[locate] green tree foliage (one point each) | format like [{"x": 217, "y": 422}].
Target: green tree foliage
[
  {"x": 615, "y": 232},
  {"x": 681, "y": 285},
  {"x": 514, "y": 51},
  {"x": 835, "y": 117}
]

◇ ◇ ◇ ◇ ◇

[What you are asked to do]: The goal is a faithful transcription of every entry above.

[Task answer]:
[locate] green tree foliage (one point each) | format like [{"x": 217, "y": 422}].
Target: green tree foliage
[
  {"x": 615, "y": 232},
  {"x": 681, "y": 285},
  {"x": 514, "y": 51},
  {"x": 835, "y": 117}
]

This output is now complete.